— Raw records —
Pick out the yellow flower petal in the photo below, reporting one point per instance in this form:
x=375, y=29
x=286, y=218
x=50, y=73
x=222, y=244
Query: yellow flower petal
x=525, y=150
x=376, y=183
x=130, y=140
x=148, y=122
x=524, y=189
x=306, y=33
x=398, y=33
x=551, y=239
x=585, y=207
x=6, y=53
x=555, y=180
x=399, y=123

— WHAT YOU SHOULD DO —
Reproduce each line of the records above without any changes.

— SOLUTION TO THIS EXERCISE —
Pick out the yellow flower petal in the photo below, reporting one point per instance in this form:
x=375, y=29
x=286, y=218
x=50, y=73
x=222, y=244
Query: yellow flower petal
x=525, y=150
x=376, y=183
x=130, y=140
x=148, y=122
x=524, y=189
x=306, y=33
x=398, y=33
x=551, y=239
x=585, y=207
x=6, y=53
x=555, y=180
x=399, y=123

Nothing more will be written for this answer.